Bob Lieberman's Blog

Commentary and Tools For Empowering Change

Administering The "Injection"

I've been reading Ronald Heifetz' book The Practice of Adaptive Leadership. Great reading about the highest form of leadership – developing the capacity of the led to meet their own challenges. An admirable goal, and not always popular!

The premise of the book, and of the Adaptive Leadership concept behind it, is that not all challenges are technical in nature, even if most are approached as if they were. Technical challenges are those that respond well to the application of existing know-how. For example, a cavity in your tooth is a technical challenge. The resolution can be carried out by a technician (your dentist) who has been highly trained and has a very high rate of success.

There is another kind of challenge, a much more difficult one, that has no technical resolution. It requires the involved parties to adapt (change) against their will. Heifetz calls it an adaptive challenge. A high cholesterol level is a good medical example of an adaptive challenge because the patient will have to change his/her lifestyle in order to get resolution. Not many people really want to do that, and their doctor can't do it for them. But the doctor can help them do it themselves. Doctors who are successful in helping their patients make that change are practicing what Heifetz calls adaptive leadership.

In his words:
"To practice [adaptive] leadership, you need to accept that you are in the business of generating chaos, confusion, and conflict, for yourself and others around you."
Not what you signed up for? Get over it – your value as a leader (especially today) is that you are willing and able to move people and organizations out of their comfort zones, but not so far out that they shut down or descend into chaos. It's a neat trick.

A key tool for you is being able to confront people with truths they don't want to hear. I'm sure you know the drill: you name the inconvenient truth, they resist, and you, the leader, are marginalized, shunned, attacked, or even dismissed. Only your skill at adaptive leadership (read the book!), the support of your allies, and your other external resources help you weather that immediate storm long enough for he truth to begin to work. Once that shift starts, the adaptation process has begun.

I call this phenomenon "the injection" because it reminds me of the provocative medical immunization treatment of the same name. The "injection" hurts and causes a defensive reaction in the system. But if the dose is correct, that reaction is just sufficient to stimulate the system's defensive energies without driving it into abject rejection. And those energies are what is required to help the system grow its adaptive capacity.

I have given "injections" in the workplace, and it's not for the faint of heart. To get your nerve up, I recommend that you start administering "injections" to your own family.

Have you stopped laughing? I'm serious, and, you know, you probably already do it. For example, I recently said something to my twenty-something son that was completely true, that he needed to hear, and that he didn't like at all – the "injection". The leadership challenge for me was to let myself see his disappointment, risk feeling like a harsh parent, and appreciate the difficulty for him of realizing his incompetence at that moment – all without backsliding into remorse and apology, which I did not do. The result? A few day's later he told me that the conversation had been a turning point in his acceptance of more responsibility in the world. Nice!

So go administer some injections at home. When you've gotten good at it, you can start doing it at work. If you're brave enough you might even volunteer to get one.

P.S. I neglected to tell you that I've also administered "injections" to my wife (and she to me). So everyone is fair game. That's all I'm going to say about that.

------

Exercise prompt>
Can you print the passage of the blog post on adaptive leadership between "I've been reading" and "not always popular!", inclusive? The records have no connection to the blog post on adaptive leadership.

Record excerpts>

------

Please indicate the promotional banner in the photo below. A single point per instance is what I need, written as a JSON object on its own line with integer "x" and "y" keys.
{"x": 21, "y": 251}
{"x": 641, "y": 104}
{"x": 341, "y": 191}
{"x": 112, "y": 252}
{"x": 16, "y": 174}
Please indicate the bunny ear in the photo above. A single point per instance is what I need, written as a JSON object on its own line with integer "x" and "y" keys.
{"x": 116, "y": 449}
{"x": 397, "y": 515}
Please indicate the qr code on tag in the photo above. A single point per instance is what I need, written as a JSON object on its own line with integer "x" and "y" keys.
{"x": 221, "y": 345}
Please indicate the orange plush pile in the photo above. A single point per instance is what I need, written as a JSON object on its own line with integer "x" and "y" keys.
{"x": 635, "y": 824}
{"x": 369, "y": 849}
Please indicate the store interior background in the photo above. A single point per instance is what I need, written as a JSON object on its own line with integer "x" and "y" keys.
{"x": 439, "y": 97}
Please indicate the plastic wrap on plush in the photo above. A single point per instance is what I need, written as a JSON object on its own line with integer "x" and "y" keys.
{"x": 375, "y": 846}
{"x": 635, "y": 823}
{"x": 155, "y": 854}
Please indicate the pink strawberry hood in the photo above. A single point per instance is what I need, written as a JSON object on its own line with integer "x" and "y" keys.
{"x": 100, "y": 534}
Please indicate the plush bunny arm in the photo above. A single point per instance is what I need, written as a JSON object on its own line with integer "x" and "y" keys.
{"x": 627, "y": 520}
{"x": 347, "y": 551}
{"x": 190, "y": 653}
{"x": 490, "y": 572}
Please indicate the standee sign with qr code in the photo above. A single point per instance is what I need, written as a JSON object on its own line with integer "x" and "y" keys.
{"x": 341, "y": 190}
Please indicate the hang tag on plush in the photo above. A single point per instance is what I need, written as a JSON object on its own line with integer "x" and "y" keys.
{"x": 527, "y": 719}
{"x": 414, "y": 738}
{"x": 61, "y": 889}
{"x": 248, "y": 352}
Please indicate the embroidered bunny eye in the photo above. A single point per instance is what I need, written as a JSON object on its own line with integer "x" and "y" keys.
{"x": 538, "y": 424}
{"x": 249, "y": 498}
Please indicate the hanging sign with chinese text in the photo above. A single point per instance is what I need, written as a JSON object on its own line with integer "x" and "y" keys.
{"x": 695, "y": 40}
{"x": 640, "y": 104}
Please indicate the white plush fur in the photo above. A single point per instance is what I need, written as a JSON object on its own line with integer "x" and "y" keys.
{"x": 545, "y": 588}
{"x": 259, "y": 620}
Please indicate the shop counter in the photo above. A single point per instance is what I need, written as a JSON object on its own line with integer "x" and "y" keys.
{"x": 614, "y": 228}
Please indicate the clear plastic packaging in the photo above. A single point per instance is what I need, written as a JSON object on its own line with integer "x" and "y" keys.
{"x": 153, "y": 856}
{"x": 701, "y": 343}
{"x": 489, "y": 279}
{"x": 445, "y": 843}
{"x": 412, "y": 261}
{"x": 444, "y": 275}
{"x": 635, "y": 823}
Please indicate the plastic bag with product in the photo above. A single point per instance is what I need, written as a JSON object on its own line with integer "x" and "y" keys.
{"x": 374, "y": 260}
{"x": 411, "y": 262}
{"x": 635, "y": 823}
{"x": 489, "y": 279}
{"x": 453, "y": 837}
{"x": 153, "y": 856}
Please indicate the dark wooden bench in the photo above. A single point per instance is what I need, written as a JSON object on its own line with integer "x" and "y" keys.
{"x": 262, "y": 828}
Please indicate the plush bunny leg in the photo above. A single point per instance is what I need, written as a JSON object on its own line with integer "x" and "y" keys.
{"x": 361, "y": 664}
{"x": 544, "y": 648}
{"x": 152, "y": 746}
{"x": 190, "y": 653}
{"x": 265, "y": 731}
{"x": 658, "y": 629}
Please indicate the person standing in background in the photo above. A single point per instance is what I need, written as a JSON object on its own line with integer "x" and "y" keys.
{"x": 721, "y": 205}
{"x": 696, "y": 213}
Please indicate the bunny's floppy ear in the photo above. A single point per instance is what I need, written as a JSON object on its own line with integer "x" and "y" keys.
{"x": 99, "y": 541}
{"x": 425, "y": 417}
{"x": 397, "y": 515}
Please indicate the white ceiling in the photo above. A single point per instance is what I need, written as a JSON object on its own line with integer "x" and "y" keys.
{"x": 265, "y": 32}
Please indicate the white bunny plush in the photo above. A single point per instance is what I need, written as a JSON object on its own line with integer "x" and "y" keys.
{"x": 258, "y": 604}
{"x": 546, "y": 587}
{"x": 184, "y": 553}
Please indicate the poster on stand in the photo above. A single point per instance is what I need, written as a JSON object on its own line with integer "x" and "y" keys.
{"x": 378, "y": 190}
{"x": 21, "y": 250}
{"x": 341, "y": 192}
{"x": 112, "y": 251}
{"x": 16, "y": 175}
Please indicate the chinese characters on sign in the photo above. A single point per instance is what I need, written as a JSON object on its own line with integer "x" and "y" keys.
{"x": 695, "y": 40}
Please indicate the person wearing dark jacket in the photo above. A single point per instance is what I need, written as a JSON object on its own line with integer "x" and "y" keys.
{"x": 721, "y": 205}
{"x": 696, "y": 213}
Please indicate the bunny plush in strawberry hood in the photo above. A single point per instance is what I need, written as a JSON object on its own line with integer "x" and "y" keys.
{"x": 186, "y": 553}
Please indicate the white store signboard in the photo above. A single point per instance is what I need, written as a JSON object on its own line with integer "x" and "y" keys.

------

Exercise result>
I've been reading Ronald Heifetz' book The Practice of Adaptive Leadership. Great reading about the highest form of leadership – developing the capacity of the led to meet their own challenges. An admirable goal, and not always popular!